(AIM)
Copy the lines below verbatim, but only from the line containing "In the picture above, where can the woman in" through the end of the data.

(INPUT DATA)
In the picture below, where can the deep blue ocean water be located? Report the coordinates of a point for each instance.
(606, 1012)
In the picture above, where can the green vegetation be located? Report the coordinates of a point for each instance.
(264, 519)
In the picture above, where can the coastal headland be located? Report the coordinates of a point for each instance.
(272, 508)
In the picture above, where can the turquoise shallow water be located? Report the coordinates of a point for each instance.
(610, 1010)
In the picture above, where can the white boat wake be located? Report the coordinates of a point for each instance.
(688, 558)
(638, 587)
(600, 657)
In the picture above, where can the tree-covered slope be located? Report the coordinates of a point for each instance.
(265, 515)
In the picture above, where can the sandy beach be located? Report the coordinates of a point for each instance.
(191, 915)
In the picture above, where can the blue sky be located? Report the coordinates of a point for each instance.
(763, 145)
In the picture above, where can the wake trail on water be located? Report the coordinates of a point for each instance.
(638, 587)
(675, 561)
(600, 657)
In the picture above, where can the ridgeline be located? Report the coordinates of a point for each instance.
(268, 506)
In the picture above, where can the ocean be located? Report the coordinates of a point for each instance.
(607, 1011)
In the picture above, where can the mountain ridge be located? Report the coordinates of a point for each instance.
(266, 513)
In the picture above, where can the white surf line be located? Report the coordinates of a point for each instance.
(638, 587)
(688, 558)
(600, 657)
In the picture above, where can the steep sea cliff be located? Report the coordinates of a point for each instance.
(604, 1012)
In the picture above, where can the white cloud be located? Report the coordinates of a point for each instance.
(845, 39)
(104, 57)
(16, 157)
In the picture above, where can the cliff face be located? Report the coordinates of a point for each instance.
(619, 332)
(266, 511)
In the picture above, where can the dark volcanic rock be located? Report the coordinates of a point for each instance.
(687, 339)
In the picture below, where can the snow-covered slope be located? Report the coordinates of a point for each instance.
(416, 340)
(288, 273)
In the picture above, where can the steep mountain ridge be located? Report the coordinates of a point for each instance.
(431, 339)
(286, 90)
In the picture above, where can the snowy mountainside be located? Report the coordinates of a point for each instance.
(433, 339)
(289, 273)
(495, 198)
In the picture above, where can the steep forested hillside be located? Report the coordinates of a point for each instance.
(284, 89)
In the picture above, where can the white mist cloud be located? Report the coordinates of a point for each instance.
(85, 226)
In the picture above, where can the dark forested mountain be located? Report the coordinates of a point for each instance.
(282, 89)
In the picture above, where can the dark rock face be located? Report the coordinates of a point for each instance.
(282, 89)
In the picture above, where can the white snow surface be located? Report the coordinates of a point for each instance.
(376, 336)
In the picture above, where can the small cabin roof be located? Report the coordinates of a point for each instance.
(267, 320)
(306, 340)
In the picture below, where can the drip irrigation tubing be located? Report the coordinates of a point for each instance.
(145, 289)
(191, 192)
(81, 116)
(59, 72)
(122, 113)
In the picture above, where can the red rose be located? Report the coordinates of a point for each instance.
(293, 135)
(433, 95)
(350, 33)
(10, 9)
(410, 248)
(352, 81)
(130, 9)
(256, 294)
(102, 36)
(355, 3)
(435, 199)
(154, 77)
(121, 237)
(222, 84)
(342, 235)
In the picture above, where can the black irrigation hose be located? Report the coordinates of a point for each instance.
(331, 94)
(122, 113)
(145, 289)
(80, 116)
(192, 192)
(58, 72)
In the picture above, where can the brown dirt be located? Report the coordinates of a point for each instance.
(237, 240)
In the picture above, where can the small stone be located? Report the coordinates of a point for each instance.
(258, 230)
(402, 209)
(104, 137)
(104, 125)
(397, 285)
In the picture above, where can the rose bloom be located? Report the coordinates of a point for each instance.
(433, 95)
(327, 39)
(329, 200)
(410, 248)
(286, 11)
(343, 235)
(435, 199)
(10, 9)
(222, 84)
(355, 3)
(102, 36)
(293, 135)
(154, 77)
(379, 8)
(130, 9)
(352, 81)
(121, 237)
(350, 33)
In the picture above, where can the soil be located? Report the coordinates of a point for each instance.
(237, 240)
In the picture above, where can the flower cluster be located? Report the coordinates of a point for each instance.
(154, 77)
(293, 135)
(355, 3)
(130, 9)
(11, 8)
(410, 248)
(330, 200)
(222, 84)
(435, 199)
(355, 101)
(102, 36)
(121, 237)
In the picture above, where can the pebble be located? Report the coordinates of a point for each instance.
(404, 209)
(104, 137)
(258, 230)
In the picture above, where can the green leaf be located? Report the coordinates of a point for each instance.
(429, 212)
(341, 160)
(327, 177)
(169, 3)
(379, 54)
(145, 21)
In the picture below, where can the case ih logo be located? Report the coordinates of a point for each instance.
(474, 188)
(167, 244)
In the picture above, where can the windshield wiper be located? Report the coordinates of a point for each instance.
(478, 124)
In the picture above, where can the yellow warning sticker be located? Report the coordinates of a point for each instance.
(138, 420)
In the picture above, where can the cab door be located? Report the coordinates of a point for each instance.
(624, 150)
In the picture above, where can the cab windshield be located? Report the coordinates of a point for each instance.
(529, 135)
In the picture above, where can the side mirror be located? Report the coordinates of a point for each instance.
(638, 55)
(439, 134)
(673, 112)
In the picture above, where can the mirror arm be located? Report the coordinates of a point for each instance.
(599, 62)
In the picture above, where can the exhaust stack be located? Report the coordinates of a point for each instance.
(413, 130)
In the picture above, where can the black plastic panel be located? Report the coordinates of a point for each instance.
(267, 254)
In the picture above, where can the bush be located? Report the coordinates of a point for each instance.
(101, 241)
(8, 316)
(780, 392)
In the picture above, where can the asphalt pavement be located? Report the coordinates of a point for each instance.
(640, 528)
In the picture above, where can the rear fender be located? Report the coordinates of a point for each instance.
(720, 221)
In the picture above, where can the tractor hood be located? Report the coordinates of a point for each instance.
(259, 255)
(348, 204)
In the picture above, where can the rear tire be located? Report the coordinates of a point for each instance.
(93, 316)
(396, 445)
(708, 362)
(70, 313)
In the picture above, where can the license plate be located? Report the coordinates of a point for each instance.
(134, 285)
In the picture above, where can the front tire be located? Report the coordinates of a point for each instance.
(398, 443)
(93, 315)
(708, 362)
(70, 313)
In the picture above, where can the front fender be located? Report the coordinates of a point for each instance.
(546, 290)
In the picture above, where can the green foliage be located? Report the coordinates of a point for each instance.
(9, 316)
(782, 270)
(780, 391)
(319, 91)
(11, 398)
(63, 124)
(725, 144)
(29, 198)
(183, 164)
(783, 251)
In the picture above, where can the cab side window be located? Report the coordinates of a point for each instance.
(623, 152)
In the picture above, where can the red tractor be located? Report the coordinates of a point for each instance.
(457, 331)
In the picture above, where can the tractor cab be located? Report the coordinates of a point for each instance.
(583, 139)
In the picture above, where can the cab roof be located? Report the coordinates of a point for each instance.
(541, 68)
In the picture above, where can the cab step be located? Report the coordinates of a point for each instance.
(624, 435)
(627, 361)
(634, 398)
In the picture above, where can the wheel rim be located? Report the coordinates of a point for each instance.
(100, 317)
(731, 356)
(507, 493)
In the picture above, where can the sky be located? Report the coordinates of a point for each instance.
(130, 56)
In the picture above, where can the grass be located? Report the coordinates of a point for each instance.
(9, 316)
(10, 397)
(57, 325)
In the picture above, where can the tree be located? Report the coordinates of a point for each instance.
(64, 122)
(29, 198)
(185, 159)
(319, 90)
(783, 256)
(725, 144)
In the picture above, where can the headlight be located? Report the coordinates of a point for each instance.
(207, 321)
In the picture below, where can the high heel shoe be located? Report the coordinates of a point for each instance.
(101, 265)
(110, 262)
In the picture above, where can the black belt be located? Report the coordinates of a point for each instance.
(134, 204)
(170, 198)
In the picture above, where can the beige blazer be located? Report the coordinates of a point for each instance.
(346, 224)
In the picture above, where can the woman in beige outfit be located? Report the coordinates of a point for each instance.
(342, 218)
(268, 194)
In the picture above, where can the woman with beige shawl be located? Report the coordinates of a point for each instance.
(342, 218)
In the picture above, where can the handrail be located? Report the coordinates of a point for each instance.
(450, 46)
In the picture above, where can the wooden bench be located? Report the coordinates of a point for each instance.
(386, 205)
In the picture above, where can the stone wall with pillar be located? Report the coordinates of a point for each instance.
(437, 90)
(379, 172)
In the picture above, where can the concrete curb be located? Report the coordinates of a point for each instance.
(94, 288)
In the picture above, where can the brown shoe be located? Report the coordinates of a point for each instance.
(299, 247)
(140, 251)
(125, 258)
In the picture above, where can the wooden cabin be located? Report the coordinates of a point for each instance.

(EXERCISE OUTPUT)
In the picture above, where can the woman in beige outfit be located? Report the coordinates of a point for each instance.
(342, 218)
(268, 194)
In the picture above, where can the woman with beige shawl be located? Report the coordinates of a point for each instance.
(342, 218)
In the picture above, where can the handrail be located? Report the coordinates of a point for each instance.
(450, 46)
In the picture above, where can the wooden bench be located? Report the coordinates of a point for each instance.
(386, 205)
In the picture above, where can the stone wall with pillar be located? Report the coordinates of a point for each instance.
(437, 90)
(379, 172)
In the picture above, where can the concrete curb be located? Report the coordinates of a point for each instance.
(94, 288)
In the picture above, where can the brown shoe be located? Report the coordinates of a point for each instance.
(299, 247)
(140, 251)
(125, 258)
In the picture above, where can the wooden cabin be located? Report the coordinates of a point for each instance.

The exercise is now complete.